#### Your assignment
Can you write out the records as a numbered list, from their first line up to and including the line with "negative clicks: (354, 135) (404, 136)", skipping any blank lines?

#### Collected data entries
──────────────────────────────

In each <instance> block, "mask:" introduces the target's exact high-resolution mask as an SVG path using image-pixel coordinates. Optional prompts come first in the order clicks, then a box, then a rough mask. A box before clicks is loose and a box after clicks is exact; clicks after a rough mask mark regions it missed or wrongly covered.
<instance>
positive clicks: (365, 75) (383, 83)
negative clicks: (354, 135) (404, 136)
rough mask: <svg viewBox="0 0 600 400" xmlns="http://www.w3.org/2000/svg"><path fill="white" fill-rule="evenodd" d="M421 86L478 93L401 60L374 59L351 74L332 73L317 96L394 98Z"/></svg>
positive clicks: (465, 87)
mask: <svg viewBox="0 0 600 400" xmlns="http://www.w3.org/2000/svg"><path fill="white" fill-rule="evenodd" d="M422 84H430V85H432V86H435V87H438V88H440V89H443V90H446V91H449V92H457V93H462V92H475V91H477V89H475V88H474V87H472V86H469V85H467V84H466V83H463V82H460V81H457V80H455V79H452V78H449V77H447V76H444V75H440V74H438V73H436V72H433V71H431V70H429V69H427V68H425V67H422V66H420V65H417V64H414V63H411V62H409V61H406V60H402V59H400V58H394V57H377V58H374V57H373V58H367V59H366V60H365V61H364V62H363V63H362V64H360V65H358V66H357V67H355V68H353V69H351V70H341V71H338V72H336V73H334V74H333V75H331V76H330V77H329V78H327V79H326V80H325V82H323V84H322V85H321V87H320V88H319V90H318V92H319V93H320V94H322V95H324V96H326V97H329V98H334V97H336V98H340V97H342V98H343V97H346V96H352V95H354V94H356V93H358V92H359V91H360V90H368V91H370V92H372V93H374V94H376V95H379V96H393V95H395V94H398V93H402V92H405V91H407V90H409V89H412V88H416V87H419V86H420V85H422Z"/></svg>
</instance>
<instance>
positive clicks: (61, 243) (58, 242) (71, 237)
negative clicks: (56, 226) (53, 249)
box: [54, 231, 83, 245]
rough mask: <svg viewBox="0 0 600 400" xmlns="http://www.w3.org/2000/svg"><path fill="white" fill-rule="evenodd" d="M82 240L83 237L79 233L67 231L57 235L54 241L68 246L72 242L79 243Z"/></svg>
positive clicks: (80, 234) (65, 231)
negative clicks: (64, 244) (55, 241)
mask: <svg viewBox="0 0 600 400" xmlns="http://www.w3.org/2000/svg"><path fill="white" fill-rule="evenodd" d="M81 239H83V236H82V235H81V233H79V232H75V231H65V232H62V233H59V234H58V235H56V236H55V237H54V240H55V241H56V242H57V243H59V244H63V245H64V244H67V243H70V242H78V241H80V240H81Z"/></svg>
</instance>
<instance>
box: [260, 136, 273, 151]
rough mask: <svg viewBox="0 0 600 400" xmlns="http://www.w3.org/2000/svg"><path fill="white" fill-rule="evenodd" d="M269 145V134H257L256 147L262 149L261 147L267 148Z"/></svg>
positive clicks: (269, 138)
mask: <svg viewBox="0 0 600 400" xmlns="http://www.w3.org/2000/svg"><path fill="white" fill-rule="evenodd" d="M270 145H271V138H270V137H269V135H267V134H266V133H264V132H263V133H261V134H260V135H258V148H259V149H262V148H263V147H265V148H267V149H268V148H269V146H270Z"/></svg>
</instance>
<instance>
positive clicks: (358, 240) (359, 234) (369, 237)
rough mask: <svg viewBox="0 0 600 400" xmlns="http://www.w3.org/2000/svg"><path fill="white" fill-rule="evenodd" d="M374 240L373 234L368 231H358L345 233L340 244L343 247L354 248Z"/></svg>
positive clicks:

──────────────────────────────

#### Answer below
1. In each <instance> block, "mask:" introduces the target's exact high-resolution mask as an SVG path using image-pixel coordinates. Optional prompts come first in the order clicks, then a box, then a rough mask. A box before clicks is loose and a box after clicks is exact; clicks after a rough mask mark regions it missed or wrongly covered.
2. <instance>
3. positive clicks: (365, 75) (383, 83)
4. negative clicks: (354, 135) (404, 136)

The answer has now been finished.